What is being asked ▸ Give the lines below as a Markdown table with the columns Row and Line, numbering each row and leaving out any blank lines. Begin at the line that contains "In this exercise you will indicate the tree trunk" and continue through the last of the lines.

┄┄┄┄┄┄┄┄┄┄┄┄┄┄┄┄┄┄┄┄

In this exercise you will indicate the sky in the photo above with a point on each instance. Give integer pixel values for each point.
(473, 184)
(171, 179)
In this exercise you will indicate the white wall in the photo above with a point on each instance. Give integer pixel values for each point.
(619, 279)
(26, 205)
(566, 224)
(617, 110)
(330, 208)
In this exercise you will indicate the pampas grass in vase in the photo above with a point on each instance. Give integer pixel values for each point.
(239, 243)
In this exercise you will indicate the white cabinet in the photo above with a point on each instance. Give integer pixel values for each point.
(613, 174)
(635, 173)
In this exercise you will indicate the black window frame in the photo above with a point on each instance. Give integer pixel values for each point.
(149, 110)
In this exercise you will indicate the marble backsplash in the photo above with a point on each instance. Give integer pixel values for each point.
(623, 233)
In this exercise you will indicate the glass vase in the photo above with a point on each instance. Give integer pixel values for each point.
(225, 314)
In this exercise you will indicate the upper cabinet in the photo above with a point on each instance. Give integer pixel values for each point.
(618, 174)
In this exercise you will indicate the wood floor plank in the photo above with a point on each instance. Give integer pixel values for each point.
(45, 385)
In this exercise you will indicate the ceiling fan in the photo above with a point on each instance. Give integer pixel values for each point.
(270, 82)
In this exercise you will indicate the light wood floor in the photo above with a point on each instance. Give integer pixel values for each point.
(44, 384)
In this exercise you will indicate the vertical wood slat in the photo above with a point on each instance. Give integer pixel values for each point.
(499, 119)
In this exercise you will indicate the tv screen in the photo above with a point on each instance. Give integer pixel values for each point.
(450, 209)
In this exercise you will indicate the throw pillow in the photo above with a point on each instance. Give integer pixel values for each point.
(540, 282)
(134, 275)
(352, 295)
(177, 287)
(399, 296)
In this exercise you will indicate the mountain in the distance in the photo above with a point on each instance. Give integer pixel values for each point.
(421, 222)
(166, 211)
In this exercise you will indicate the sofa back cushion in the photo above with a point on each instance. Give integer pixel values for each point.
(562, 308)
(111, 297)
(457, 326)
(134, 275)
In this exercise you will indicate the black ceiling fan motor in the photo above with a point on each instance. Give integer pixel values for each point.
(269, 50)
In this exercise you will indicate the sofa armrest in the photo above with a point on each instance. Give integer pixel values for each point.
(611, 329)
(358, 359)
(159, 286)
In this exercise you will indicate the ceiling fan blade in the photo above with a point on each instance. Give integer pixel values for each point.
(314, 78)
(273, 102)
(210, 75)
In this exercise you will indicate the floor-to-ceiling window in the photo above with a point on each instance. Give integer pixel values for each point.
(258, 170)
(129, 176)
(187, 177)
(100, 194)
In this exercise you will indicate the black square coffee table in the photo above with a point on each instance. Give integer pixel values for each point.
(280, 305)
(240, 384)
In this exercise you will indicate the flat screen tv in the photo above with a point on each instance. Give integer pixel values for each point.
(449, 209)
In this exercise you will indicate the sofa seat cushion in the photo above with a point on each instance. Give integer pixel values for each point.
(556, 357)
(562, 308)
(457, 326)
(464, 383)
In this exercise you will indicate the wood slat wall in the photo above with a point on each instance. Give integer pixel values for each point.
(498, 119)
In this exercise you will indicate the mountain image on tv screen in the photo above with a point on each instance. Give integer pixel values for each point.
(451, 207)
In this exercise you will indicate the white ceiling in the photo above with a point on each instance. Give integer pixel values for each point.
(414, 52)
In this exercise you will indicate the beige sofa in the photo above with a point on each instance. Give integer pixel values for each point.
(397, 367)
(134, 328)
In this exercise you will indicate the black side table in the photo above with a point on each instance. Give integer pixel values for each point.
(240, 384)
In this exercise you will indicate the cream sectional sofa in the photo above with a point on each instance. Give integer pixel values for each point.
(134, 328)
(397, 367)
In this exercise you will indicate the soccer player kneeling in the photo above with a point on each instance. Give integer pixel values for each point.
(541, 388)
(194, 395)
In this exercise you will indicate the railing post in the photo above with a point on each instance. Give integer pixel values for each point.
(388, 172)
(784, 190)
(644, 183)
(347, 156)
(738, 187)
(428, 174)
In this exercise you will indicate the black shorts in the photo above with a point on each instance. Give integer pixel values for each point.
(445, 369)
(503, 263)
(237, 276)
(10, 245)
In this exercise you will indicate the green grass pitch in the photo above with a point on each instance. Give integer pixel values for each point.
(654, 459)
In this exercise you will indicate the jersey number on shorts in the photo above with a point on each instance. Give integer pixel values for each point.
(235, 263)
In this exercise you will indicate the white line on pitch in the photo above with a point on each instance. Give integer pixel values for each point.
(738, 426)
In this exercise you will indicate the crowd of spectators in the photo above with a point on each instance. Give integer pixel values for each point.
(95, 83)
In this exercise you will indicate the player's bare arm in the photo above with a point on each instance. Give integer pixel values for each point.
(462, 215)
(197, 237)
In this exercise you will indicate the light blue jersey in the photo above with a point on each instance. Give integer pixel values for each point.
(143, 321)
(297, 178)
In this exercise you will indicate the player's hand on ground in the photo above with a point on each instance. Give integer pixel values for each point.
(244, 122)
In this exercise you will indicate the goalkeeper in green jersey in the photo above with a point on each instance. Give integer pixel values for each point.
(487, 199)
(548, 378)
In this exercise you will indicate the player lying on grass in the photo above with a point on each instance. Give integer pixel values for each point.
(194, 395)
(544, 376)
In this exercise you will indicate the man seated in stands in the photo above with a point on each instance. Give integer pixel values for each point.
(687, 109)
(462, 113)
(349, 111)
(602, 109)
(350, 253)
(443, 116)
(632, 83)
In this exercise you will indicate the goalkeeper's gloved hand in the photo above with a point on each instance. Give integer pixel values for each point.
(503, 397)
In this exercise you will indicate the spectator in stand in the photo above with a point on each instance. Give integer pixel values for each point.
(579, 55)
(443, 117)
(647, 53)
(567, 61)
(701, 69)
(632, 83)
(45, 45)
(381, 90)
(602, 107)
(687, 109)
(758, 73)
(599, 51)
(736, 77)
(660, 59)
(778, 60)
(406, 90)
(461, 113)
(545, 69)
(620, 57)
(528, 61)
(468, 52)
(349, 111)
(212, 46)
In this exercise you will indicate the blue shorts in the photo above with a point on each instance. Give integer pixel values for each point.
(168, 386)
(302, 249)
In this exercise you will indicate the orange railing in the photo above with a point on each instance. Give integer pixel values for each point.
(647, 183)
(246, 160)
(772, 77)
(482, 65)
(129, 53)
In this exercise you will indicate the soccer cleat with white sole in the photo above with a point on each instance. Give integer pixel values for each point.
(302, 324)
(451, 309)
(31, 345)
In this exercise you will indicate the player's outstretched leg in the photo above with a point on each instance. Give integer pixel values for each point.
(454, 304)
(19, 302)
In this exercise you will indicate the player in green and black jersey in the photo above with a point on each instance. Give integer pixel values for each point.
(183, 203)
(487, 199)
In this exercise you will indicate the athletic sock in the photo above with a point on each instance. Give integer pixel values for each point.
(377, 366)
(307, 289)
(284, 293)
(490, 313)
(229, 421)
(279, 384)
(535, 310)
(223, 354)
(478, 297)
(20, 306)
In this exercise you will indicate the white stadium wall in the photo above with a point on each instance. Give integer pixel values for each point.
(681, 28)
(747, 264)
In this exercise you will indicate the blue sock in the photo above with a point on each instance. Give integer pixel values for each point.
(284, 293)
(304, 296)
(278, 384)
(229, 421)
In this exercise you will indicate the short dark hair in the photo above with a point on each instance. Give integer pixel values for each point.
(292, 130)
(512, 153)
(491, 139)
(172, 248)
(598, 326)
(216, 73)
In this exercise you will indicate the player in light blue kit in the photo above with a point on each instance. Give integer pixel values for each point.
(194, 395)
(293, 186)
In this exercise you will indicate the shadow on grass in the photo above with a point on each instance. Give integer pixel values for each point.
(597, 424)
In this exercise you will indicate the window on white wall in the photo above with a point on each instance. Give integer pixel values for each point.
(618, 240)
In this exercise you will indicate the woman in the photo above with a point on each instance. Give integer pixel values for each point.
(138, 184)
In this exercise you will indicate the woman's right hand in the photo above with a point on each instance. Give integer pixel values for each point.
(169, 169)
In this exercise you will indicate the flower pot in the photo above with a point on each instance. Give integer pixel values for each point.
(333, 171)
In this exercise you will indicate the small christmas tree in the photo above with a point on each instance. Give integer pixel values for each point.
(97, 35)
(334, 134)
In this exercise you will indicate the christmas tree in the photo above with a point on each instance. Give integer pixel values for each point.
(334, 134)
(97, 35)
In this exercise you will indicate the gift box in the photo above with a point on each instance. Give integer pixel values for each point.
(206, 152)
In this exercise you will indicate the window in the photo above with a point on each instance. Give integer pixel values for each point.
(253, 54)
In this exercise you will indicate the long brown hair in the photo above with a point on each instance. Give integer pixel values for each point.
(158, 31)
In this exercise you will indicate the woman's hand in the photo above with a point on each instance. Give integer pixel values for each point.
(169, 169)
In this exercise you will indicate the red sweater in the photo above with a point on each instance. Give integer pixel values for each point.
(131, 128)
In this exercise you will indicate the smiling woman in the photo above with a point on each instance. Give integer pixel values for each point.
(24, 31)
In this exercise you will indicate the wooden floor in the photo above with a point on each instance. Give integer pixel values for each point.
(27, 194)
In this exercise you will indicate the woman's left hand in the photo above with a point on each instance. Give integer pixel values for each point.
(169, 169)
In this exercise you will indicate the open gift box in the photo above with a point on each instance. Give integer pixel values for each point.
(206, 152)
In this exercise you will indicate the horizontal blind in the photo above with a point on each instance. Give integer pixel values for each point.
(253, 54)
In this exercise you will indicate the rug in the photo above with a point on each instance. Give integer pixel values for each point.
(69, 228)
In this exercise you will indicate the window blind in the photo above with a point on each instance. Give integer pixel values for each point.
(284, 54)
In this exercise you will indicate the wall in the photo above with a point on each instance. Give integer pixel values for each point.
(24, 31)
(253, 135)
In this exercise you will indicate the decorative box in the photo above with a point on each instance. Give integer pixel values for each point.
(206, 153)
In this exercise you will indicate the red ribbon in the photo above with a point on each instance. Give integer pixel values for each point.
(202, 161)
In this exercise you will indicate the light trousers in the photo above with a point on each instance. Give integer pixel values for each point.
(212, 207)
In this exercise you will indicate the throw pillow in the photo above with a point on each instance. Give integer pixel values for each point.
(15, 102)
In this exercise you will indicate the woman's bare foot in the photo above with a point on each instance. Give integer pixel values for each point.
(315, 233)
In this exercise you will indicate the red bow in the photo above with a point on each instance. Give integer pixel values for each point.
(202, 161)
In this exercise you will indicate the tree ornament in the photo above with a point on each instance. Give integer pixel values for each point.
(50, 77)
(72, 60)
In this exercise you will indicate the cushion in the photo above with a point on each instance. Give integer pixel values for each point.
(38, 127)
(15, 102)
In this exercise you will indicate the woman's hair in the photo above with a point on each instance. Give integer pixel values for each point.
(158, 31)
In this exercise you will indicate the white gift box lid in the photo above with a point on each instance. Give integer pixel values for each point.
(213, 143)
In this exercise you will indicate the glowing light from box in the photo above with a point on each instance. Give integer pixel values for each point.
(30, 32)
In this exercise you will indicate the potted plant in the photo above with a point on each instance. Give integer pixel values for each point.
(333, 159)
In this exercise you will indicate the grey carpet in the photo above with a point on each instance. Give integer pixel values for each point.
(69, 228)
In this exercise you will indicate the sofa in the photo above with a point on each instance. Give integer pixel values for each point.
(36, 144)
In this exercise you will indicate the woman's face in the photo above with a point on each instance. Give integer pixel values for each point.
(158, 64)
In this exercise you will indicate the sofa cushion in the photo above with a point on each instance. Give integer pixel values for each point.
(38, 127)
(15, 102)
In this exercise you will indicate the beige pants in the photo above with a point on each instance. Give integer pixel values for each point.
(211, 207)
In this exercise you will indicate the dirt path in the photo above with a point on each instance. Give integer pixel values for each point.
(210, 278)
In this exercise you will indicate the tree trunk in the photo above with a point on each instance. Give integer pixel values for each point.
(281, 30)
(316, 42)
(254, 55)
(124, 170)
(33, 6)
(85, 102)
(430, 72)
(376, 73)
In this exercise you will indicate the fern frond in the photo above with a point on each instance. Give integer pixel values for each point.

┄┄┄┄┄┄┄┄┄┄┄┄┄┄┄┄┄┄┄┄

Result ▸
| Row | Line |
|---|---|
| 1 | In this exercise you will indicate the tree trunk in the photo above with a point on each instance. Give integer pixel values for each point. |
| 2 | (281, 30) |
| 3 | (316, 42) |
| 4 | (254, 55) |
| 5 | (124, 170) |
| 6 | (33, 6) |
| 7 | (85, 102) |
| 8 | (430, 72) |
| 9 | (376, 73) |
| 10 | In this exercise you will indicate the fern frond in the photo above with a point on each instance. Give integer pixel values for each point. |